- _Énoncé 1_: Dans le texte sur les cinémas libertaires, en quelle année une insurrection éclate-t-elle en Ukraine contre le pouvoir bolchévique ?
- _Énoncé 2_: Citez toutes les avant-gardes artistiques dans le sillage desquelles le texte sur les cinémas libertaires place le cinéma libertaire.
- _Énoncé 3_: D'après le texte sur les cinémas libertaires, pourquoi le cinéma ne se réduit-il pas à une industrie de divertissement ? Répondez en une à trois phrases.

- _Texte cité_:
——————————
Les cinémas libertaires

Publié le 19 Février 2016

Les cinémas libertaires
Les cinémas libertaires transgressent l'ordre existant avec ses normes et ses contraintes. Historique, expérimental et même érotique, il s'exprime dans une joyeuse diversité.

 

Le cinéma ne se réduit pas à une industrie de divertissement. Il existe aussi une tradition libertaire au sein du cinéma. Des films proposent un regard anarchiste sur le monde. Ils développent une critique des autorités, des institutions, de la répression. Ils proposent une critique de l’ordre existant et recherchent une perspective émancipatrice.

Le cinéma libertaire s’inscrit dans le sillage des avant-gardes artistiques, des dadaïstes, des surréalistes ou des situationnistes. C’est un cinéma minoritaire et marginal mais qui exprime le point de vue de ceux qui sont dépossédés des appareils institutionnels. Un livre collectif explore la diversité des Cinémas libertaires.

 

             

 

Histoire et cinéma

 

L’universitaire Isabelle Marinone évoque le film Nestor Makhno, paysan d’Ukraine. En 1919, une insurrection éclate contre le pouvoir bolchévique. En Ukraine, les exploités dénoncent un système de servage mais critique aussi le pouvoir central des bolcheviques et le principe de délégation.

La réalisatrice Hélène Châtelain s’appuie sur des images d’archives mais aussi sur des témoignages. La cinéaste Hélène Châtelain évoque son parcours. Elle embrasse les luttes des années 1968. Elle réalise des films documentaires sur les immigrés, les prisonniers, les féministes. Elle se tourne ensuite vers l’histoire de la Russie et de l’anarchisme.
——————————
- _Extrait des données_:
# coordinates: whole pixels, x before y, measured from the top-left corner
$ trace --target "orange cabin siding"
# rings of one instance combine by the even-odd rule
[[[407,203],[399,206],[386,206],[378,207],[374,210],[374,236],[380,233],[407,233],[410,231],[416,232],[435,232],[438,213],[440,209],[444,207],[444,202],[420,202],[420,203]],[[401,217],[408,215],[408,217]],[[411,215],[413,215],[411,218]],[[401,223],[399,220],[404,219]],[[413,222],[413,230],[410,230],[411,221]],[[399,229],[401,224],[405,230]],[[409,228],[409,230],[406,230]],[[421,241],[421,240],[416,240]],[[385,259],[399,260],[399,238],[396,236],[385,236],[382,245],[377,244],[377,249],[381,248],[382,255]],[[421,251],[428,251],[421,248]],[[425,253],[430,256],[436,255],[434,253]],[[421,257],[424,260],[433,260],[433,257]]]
——————————
- _Réponse attendue 1_: En 1919.

- _Réponse attendue 2_: Les dadaïstes, les surréalistes et les situationnistes.

- _Réponse attendue 3_: Il existe aussi une tradition libertaire au sein du cinéma : des films proposent un regard anarchiste sur le monde et critiquent les autorités, les institutions et la répression. Ils critiquent l'ordre existant et recherchent une perspective émancipatrice.